» What to do
From the material below, extract every line that contains the string "lattice". Case counts, so a line matches only if its letters have the same capitalization as "lattice".

» Recorded data
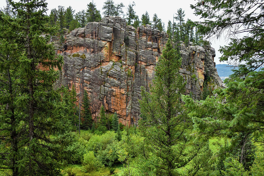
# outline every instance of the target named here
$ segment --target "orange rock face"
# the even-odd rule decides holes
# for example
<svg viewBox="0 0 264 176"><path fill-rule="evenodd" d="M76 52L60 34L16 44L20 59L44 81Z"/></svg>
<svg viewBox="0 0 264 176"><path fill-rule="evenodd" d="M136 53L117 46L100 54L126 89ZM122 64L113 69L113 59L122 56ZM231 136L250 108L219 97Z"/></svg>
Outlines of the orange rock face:
<svg viewBox="0 0 264 176"><path fill-rule="evenodd" d="M107 17L76 29L66 36L63 46L57 44L57 53L64 60L59 85L71 88L74 84L82 96L87 90L95 120L103 105L108 113L116 112L123 124L136 124L140 87L148 89L167 37L150 25L136 29L127 26L124 19L118 17ZM186 93L192 92L199 99L206 73L217 86L222 83L214 70L213 49L190 44L181 45L180 72L187 82Z"/></svg>

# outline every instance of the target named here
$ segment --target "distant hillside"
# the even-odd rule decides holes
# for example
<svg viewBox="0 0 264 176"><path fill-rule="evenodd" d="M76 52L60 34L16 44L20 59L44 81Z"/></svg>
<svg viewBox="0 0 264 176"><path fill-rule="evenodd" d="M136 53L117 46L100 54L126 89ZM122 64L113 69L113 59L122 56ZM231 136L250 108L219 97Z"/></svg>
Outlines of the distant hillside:
<svg viewBox="0 0 264 176"><path fill-rule="evenodd" d="M228 64L217 64L215 66L218 75L222 79L224 79L233 74L233 72L231 70L233 69L234 67L231 67L232 66Z"/></svg>

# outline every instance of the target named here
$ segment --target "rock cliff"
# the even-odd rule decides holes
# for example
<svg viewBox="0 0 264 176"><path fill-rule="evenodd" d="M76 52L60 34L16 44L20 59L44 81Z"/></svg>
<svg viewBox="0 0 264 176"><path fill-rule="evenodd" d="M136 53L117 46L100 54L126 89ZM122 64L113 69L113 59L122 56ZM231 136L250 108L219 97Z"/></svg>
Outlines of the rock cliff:
<svg viewBox="0 0 264 176"><path fill-rule="evenodd" d="M70 88L74 84L77 92L86 89L94 119L103 104L109 112L116 112L123 124L136 123L141 87L148 89L167 35L150 25L136 29L124 19L107 16L75 29L65 39L62 46L57 45L64 60L59 84ZM186 93L199 99L205 77L211 78L212 89L222 87L222 81L215 68L214 49L190 43L181 45L180 72Z"/></svg>

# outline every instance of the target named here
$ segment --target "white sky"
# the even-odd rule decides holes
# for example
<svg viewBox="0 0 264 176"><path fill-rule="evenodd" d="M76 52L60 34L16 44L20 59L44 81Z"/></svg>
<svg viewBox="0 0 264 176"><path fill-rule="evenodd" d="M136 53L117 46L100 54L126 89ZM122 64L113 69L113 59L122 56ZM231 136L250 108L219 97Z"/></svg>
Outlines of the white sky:
<svg viewBox="0 0 264 176"><path fill-rule="evenodd" d="M51 9L57 8L59 5L64 6L65 9L70 6L73 9L75 10L75 12L76 13L82 10L86 9L87 4L91 2L92 1L92 0L87 1L81 0L47 0L46 2L48 3L48 7L49 9L47 13L49 14ZM102 8L104 2L105 1L105 0L94 1L94 2L95 3L96 5L97 8L100 11L101 15L103 12ZM116 4L123 3L125 6L123 9L124 15L126 13L127 7L128 5L133 1L133 0L113 0L113 1ZM142 14L144 13L146 11L149 15L150 20L152 20L153 15L155 13L158 15L158 18L161 18L162 21L164 23L165 28L167 27L169 20L172 22L173 13L176 13L177 10L180 8L185 11L185 20L189 18L194 21L200 21L199 17L195 16L193 14L194 11L190 7L190 5L194 4L197 2L197 0L134 0L134 1L136 4L136 6L134 6L134 9L140 19L141 18ZM6 5L5 0L0 0L0 7L3 7ZM224 39L216 39L210 42L211 43L211 46L215 49L216 55L214 59L214 62L216 64L227 63L226 62L220 62L218 58L221 55L218 50L220 48L220 46L226 45L227 42Z"/></svg>

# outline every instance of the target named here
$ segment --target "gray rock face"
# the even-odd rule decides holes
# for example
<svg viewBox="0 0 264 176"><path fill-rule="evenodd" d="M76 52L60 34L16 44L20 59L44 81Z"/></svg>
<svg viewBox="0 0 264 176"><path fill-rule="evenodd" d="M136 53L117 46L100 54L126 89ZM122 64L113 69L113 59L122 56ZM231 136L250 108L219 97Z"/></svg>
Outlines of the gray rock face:
<svg viewBox="0 0 264 176"><path fill-rule="evenodd" d="M64 60L58 84L70 88L74 84L77 92L86 90L94 119L102 104L108 112L117 112L123 124L136 123L141 87L148 89L167 35L150 25L136 29L127 26L124 19L107 16L65 37L62 47L57 45ZM205 75L211 77L214 88L223 83L215 67L214 49L190 43L180 45L180 72L187 83L186 93L192 92L199 99Z"/></svg>

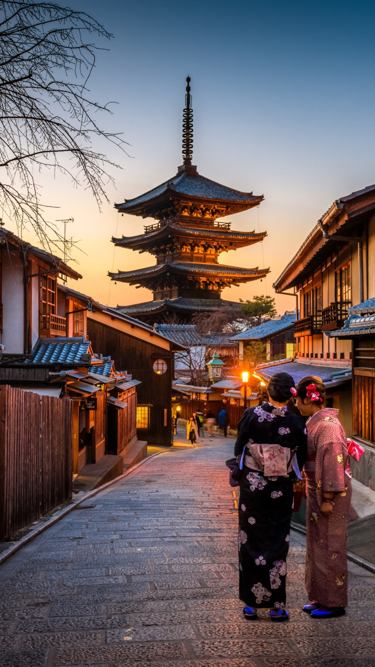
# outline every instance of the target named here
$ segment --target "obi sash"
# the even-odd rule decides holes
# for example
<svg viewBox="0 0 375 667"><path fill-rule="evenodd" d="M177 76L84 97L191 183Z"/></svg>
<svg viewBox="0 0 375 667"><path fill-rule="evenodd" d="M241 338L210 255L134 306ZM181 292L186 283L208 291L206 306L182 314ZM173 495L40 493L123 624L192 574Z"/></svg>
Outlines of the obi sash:
<svg viewBox="0 0 375 667"><path fill-rule="evenodd" d="M291 456L288 447L248 443L244 463L247 468L262 472L265 477L287 477L292 470L302 479L296 452Z"/></svg>

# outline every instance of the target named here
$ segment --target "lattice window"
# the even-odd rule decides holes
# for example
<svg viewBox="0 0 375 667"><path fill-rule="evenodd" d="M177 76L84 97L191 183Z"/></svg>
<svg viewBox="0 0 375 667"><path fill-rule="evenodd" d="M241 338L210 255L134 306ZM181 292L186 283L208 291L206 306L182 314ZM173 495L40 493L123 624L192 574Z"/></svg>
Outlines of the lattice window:
<svg viewBox="0 0 375 667"><path fill-rule="evenodd" d="M352 301L352 280L350 264L342 266L336 272L336 300Z"/></svg>
<svg viewBox="0 0 375 667"><path fill-rule="evenodd" d="M149 408L137 406L137 428L148 428L149 426Z"/></svg>
<svg viewBox="0 0 375 667"><path fill-rule="evenodd" d="M163 375L167 370L167 364L163 359L157 359L152 368L156 375Z"/></svg>

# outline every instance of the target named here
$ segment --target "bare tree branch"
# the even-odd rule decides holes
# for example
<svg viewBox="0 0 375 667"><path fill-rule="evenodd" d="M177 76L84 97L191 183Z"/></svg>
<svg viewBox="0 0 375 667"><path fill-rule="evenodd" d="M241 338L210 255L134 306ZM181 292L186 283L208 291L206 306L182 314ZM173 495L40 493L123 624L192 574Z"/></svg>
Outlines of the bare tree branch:
<svg viewBox="0 0 375 667"><path fill-rule="evenodd" d="M89 15L55 3L0 0L0 213L20 235L31 225L43 245L52 230L59 234L45 218L35 174L47 167L70 176L100 207L117 165L92 142L104 137L126 153L121 136L94 120L111 113L108 104L87 94L97 41L111 37Z"/></svg>

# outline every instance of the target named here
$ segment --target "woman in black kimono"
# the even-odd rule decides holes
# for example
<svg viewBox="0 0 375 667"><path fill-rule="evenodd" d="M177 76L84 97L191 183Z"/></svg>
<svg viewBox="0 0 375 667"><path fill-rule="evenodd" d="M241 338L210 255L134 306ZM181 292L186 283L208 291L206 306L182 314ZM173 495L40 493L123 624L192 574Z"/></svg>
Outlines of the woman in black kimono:
<svg viewBox="0 0 375 667"><path fill-rule="evenodd" d="M290 412L294 381L276 373L268 383L269 402L249 408L238 424L234 454L243 458L238 507L240 599L244 614L270 609L284 620L286 556L293 509L293 484L307 457L304 420ZM244 448L245 451L244 452Z"/></svg>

» Response for this exercise
$ segment --target "lattice window"
Outlines of the lattice window:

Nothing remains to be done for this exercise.